## DOCUMENT
An example

In this section, I attempt to create a pattern story, showing how it might look when following some of my advice. Diagrams show both a before and after state. Look at how it defines the problem as an anecdotal conflict and suggests a path towards a solution. It’s not perfect, but hopefully, this provides a concrete alternative to some of the more theoretical work covered thus far.

The pattern is part Specification (from Domain Driven Design[DDD04]) and part Interpreter from the GoF book[GoF94]. The problem faced is strongly inspired by the section ‘Replace Implicit Language with Interpreter’ from chapter 8 of Refactoring to Patterns[RtP04], though the initial problem, the programming language, the specifics and solution are all different, the refactoring journey is quite similar.

CAVEAT: This next part is probably not the best way to explain a pattern, but this story-like flow may be more comprehensible because it contains elements of the pain of the problem and shows the steps.

1. The problem – My API has a lot of data-coupling getter methods.

When your software grows, sometimes it gains some non-complex but large APIs. These are shallow, simple APIs with many methods, each used by only one or two other objects. This usually happens when one subsystem has grown to solve the problems of many other systems and has taken responsibility for them, even though they are not best suited to solve all the problems.

When is such a system not best suited? When the system knows less about the domain of the solution than the caller.

Software in this state tends to have many methods with overlapping names. Many small specific public methods massively outnumber the private implementation. Many of the individual methods of the public API will not be used by more than one external entity. Some methods require otherwise unrelated data to be managed by the module.

Each external entity has a thing they care about, their domain, and the central module provides a specialised port to connect to. In addition, the central object often owns the data, but its primary responsibility is handling requests, not data transformation itself; it lacks domain knowledge.

We’ll consider an application to help budding authors find information on books they have read, or should have read, and help them create good bibliographies and notes.

1.1 My problem

Setup Diagram

My application, Library, was an opaque object with lots of methods. It relied on two other classes, Book and Note. The support classes were trivial data objects.

In class Book
  def GetAuthors(self):
    return self.author

  def GetTitle(self):
    return self.title

  def GetPublicationDate(self):
    return self.date

One method on the main Library object was to fetch the notes for a book, as I thought storing the notes directly with the bibliography information was a bad idea.

## RECORDS TO PROCESS
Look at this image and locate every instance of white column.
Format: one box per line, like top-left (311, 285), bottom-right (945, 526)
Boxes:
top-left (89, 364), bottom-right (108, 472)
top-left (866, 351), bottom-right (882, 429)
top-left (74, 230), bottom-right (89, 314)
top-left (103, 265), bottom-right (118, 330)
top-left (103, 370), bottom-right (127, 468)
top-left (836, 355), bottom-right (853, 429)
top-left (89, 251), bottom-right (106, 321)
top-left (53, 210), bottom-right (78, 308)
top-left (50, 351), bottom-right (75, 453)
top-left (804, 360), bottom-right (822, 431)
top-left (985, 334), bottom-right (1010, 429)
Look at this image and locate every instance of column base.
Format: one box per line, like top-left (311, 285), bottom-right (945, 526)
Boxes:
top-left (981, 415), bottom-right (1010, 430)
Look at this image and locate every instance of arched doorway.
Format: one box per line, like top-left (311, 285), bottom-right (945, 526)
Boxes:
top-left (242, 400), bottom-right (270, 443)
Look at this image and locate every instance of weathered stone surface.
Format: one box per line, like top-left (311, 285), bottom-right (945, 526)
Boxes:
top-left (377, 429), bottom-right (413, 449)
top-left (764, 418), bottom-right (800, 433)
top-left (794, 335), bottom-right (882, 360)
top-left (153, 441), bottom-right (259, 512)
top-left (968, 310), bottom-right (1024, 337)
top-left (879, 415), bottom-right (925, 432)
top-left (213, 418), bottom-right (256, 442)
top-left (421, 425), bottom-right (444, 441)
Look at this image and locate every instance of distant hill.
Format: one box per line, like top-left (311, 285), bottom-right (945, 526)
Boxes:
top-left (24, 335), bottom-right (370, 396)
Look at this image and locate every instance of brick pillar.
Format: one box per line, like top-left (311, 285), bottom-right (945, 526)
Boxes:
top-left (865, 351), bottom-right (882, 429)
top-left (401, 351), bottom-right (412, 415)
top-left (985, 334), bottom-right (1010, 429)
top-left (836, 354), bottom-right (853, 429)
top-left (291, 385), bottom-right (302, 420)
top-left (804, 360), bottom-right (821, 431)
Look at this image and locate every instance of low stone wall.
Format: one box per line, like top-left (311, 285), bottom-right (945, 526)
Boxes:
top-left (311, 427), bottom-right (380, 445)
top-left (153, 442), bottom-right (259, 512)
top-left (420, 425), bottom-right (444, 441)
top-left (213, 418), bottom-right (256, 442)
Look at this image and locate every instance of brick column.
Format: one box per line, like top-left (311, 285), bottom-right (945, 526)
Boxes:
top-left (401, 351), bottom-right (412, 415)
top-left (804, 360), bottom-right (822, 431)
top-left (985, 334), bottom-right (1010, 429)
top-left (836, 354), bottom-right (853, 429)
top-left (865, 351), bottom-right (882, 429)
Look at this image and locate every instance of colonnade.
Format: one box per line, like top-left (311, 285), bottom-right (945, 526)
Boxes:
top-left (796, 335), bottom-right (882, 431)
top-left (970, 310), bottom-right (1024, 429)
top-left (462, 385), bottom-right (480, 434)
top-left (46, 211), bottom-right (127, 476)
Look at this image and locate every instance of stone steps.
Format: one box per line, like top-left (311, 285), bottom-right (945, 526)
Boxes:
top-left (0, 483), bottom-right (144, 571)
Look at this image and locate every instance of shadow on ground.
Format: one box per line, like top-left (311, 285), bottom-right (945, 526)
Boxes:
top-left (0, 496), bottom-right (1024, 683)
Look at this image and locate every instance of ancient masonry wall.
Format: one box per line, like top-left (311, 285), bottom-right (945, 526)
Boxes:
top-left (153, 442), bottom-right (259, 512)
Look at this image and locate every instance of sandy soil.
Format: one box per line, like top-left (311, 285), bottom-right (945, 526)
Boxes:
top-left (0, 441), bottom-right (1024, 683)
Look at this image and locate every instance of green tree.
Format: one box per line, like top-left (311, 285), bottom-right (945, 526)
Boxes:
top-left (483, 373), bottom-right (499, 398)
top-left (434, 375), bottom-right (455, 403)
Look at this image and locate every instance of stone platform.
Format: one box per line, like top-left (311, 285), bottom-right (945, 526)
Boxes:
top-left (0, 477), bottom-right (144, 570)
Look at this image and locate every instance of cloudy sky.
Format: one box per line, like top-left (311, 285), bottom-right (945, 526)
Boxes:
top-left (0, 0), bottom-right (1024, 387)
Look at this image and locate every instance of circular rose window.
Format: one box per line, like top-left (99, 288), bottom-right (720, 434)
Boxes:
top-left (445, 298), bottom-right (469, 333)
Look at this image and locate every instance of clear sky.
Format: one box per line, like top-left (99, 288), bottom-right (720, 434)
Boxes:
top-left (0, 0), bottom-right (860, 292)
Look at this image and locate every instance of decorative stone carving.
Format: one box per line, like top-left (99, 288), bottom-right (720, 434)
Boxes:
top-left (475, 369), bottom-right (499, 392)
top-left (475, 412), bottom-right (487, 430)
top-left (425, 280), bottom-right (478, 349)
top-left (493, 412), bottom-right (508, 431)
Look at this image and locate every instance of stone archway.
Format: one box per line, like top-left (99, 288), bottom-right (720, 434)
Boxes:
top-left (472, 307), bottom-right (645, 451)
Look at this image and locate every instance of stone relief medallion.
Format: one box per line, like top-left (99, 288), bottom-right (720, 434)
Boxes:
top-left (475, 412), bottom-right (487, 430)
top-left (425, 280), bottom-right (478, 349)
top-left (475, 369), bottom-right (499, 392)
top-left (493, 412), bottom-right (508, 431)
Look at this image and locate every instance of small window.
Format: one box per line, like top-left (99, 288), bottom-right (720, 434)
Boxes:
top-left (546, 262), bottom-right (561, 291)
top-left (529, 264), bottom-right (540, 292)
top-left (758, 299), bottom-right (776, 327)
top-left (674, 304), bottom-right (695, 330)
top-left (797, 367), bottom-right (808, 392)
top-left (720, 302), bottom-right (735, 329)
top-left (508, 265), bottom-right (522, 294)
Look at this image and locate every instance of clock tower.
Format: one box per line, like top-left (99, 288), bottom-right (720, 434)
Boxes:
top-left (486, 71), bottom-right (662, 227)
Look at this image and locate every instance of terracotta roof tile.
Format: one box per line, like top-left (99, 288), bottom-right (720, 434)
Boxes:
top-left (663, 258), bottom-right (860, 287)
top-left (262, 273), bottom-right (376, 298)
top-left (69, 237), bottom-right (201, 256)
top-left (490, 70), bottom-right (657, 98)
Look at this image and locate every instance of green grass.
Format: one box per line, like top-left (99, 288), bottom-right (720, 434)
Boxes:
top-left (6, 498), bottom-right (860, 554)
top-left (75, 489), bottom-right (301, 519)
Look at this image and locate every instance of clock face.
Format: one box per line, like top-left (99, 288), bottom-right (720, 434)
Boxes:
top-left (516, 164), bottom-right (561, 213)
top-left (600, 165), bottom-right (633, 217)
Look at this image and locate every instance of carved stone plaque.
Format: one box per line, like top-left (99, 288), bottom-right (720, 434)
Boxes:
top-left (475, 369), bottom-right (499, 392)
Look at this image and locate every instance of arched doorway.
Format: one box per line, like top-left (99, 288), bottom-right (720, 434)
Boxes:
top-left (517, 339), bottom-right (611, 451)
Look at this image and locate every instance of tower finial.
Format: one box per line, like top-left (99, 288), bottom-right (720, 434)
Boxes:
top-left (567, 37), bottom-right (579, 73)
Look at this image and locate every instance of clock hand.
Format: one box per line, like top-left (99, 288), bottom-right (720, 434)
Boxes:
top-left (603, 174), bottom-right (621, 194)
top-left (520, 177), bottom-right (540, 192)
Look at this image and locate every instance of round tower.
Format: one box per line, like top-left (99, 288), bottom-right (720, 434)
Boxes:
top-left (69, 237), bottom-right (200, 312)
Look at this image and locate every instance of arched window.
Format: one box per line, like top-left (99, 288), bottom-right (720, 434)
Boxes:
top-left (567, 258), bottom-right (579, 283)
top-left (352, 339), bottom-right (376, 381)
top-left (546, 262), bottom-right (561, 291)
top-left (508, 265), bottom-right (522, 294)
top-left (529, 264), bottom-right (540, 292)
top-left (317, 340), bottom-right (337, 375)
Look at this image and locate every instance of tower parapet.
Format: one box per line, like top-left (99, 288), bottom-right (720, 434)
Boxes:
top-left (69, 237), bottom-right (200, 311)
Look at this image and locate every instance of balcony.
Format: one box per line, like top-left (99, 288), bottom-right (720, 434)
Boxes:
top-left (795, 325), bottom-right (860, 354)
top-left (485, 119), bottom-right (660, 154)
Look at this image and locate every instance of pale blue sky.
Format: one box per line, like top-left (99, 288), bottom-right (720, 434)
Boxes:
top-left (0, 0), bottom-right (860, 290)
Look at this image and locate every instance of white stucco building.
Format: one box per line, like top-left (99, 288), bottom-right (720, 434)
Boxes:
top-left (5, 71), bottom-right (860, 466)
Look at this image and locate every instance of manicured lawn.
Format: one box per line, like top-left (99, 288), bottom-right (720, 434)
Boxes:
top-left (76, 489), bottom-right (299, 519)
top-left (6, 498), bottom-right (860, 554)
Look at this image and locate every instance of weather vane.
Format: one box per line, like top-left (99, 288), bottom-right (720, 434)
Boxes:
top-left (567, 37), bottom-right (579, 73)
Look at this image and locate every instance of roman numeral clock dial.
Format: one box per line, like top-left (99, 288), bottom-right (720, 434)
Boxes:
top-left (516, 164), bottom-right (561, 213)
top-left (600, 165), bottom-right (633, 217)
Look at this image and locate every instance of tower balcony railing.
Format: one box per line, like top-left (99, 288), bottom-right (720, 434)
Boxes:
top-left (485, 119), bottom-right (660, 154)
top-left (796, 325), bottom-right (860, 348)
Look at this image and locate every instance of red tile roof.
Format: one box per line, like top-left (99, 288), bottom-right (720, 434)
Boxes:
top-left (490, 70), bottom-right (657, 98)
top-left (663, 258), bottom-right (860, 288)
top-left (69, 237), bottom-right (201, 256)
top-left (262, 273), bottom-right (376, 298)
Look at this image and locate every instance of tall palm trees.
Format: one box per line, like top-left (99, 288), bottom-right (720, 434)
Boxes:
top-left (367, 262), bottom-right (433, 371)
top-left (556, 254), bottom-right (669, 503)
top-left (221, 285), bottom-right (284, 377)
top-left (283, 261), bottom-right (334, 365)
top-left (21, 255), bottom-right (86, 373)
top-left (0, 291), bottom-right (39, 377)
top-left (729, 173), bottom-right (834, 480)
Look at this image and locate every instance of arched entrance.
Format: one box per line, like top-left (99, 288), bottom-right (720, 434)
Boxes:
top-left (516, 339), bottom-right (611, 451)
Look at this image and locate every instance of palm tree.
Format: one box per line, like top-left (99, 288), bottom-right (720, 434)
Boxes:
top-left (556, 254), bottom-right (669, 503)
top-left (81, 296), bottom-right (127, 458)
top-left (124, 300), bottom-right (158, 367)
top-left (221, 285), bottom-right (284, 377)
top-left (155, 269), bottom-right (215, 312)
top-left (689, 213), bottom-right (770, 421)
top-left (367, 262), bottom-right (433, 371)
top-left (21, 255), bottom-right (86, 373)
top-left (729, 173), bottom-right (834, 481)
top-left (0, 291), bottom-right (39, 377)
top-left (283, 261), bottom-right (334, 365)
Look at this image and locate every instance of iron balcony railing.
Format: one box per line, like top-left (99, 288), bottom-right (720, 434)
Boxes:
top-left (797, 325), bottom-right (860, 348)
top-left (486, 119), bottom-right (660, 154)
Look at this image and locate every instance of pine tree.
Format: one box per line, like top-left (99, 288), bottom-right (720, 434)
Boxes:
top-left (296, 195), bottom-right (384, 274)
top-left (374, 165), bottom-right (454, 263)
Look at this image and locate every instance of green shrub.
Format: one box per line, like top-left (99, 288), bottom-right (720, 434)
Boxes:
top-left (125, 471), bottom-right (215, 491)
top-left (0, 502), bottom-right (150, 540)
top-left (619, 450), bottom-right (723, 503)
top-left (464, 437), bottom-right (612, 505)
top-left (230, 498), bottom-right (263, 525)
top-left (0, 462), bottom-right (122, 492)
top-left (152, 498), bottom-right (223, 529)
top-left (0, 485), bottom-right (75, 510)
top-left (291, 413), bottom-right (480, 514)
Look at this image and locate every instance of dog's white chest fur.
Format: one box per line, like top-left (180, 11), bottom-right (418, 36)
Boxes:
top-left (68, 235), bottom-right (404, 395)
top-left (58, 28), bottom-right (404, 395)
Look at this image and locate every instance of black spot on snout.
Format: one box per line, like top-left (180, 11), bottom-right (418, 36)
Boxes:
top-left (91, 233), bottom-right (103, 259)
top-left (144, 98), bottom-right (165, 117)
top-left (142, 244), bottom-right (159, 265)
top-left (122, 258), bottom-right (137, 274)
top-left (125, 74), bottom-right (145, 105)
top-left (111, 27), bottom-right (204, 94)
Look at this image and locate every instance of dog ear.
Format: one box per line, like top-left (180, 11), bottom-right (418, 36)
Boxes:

## COMPLETE THE FOLLOWING
1. In the pattern example, which two classes did the Library application rely on?
2. Please copy the lines of the rows from the line containing "Look at this image and locate every instance of small" through the line containing "top-left (520, 177), bottom-right (540, 192)", including both of those lines and changing nothing.

## OUTPUTS FOR THE TASKS
1. Book and Note

2.
Look at this image and locate every instance of small window.
Format: one box per line, like top-left (99, 288), bottom-right (720, 434)
Boxes:
top-left (546, 262), bottom-right (561, 291)
top-left (529, 264), bottom-right (540, 292)
top-left (758, 299), bottom-right (776, 327)
top-left (674, 304), bottom-right (695, 330)
top-left (797, 367), bottom-right (808, 392)
top-left (720, 302), bottom-right (735, 329)
top-left (508, 265), bottom-right (522, 294)
Look at this image and locate every instance of clock tower.
Format: one box per line, like top-left (99, 288), bottom-right (720, 434)
Boxes:
top-left (486, 71), bottom-right (662, 227)
Look at this image and locate every instance of terracotta roof tile.
Format: one box per line, like top-left (99, 288), bottom-right (720, 434)
Boxes:
top-left (663, 258), bottom-right (860, 287)
top-left (262, 273), bottom-right (376, 298)
top-left (69, 237), bottom-right (201, 256)
top-left (490, 70), bottom-right (657, 98)
Look at this image and locate every instance of green grass.
Format: one box per line, like top-left (99, 288), bottom-right (720, 434)
Boxes:
top-left (6, 498), bottom-right (860, 554)
top-left (75, 489), bottom-right (301, 519)
Look at this image and locate every instance of clock face.
Format: one box per line, like top-left (99, 288), bottom-right (720, 434)
Boxes:
top-left (516, 164), bottom-right (561, 213)
top-left (600, 165), bottom-right (633, 217)
Look at this image and locate every instance of carved stone plaque.
Format: one box per line, like top-left (99, 288), bottom-right (720, 434)
Boxes:
top-left (475, 369), bottom-right (499, 392)
Look at this image and locate every instance of arched doorway.
Format: one box per line, like top-left (99, 288), bottom-right (720, 434)
Boxes:
top-left (517, 339), bottom-right (611, 451)
Look at this image and locate every instance of tower finial.
Format: one box per line, like top-left (99, 288), bottom-right (720, 434)
Boxes:
top-left (567, 37), bottom-right (579, 73)
Look at this image and locate every instance of clock hand.
Format: one box per line, like top-left (99, 288), bottom-right (720, 434)
Boxes:
top-left (603, 174), bottom-right (621, 194)
top-left (520, 177), bottom-right (540, 192)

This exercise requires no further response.